### Records for the exercise
(begin)

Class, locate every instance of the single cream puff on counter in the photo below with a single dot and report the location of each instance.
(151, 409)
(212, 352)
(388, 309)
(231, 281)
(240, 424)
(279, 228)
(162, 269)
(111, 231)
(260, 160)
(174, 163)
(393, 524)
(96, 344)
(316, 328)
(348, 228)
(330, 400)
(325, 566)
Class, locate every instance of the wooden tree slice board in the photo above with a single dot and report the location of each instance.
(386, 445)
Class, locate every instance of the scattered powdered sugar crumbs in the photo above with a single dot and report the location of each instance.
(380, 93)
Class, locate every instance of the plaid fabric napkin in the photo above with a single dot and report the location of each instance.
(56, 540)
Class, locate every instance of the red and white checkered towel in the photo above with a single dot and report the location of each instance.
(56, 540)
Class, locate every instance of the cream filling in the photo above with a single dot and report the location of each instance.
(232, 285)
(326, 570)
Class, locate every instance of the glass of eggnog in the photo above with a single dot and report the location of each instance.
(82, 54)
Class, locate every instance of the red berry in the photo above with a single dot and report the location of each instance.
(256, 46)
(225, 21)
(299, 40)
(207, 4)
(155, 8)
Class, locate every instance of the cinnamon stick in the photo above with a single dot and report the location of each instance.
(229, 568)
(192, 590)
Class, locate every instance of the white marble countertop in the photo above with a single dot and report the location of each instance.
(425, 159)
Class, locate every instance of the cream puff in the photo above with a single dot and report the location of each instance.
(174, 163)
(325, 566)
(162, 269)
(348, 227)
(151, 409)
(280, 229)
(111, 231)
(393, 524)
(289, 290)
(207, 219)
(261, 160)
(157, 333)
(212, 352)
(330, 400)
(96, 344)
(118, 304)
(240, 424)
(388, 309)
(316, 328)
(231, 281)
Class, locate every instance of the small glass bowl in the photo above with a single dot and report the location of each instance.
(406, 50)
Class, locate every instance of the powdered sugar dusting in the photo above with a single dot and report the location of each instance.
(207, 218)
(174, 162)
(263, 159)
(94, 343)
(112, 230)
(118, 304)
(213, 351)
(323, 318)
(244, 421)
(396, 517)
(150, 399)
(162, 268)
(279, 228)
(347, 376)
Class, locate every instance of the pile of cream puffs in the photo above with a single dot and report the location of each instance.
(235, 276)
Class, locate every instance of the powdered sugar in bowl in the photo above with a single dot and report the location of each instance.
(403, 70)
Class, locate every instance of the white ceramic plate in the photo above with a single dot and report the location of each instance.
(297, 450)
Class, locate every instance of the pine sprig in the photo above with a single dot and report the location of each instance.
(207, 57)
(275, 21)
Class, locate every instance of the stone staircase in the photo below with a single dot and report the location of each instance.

(end)
(begin)

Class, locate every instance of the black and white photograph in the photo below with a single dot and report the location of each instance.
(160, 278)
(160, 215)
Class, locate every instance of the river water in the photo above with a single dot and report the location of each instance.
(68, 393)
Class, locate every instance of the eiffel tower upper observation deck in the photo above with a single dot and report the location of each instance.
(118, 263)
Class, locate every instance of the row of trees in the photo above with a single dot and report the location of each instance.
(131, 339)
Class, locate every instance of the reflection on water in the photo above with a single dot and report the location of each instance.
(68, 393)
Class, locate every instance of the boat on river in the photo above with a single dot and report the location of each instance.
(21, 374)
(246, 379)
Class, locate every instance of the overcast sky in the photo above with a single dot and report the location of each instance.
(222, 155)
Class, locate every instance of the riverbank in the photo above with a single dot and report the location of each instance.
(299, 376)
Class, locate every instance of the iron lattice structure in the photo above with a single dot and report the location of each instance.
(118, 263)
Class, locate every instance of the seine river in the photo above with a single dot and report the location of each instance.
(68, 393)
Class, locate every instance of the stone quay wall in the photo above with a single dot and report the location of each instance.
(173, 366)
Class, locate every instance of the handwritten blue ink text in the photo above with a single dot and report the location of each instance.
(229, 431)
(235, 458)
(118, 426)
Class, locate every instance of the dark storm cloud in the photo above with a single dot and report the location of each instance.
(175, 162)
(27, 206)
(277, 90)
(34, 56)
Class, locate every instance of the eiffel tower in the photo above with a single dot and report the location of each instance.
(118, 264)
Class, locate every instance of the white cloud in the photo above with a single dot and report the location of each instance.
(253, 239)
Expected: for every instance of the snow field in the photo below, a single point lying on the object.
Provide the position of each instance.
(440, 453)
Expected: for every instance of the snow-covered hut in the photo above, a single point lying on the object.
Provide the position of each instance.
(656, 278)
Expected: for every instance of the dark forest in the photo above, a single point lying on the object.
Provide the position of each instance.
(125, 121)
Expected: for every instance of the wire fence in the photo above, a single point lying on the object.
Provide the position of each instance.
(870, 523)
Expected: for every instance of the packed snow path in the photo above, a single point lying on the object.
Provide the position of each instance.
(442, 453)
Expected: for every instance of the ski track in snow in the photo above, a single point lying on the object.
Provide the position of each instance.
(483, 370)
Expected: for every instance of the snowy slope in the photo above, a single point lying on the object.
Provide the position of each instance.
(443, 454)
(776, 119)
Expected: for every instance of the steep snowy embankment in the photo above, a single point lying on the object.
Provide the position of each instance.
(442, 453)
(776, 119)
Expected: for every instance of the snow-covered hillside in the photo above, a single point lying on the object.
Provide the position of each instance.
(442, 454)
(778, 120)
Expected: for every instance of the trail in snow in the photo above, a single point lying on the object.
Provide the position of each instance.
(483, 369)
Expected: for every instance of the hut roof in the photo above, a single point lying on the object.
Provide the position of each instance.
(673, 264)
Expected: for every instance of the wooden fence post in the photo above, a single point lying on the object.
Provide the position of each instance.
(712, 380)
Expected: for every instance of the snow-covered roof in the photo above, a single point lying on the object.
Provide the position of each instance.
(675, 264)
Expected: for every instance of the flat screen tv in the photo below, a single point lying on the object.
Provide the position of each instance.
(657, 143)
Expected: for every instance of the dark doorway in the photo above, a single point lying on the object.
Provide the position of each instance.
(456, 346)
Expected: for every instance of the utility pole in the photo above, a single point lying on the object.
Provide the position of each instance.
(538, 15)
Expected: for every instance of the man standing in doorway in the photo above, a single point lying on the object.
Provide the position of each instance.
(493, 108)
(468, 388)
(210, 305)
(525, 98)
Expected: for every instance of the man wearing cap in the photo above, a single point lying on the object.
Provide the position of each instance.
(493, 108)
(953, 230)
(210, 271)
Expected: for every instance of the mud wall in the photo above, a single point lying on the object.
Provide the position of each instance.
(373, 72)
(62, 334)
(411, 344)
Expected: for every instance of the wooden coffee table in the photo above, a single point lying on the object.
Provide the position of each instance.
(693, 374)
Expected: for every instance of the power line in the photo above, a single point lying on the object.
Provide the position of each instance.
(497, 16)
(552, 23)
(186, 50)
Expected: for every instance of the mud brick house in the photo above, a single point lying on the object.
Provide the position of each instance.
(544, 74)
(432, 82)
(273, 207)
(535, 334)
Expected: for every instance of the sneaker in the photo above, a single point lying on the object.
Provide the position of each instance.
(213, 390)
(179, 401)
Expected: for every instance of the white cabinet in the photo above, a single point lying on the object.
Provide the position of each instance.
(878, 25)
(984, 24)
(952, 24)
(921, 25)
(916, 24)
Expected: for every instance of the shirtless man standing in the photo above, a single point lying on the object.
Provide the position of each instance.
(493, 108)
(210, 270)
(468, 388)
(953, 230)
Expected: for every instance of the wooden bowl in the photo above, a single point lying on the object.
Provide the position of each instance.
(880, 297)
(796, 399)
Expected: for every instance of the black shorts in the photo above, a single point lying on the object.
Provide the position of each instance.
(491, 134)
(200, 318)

(end)

### The exercise
Pull out every line of the data above that contains the string "doorway", matching case exactly.

### Problem solution
Expected: for every instance of the dark doorway in the photo above, a single point lying on the object.
Expected: for every instance of the man standing in doorway in the photo above, a single point lying on the object.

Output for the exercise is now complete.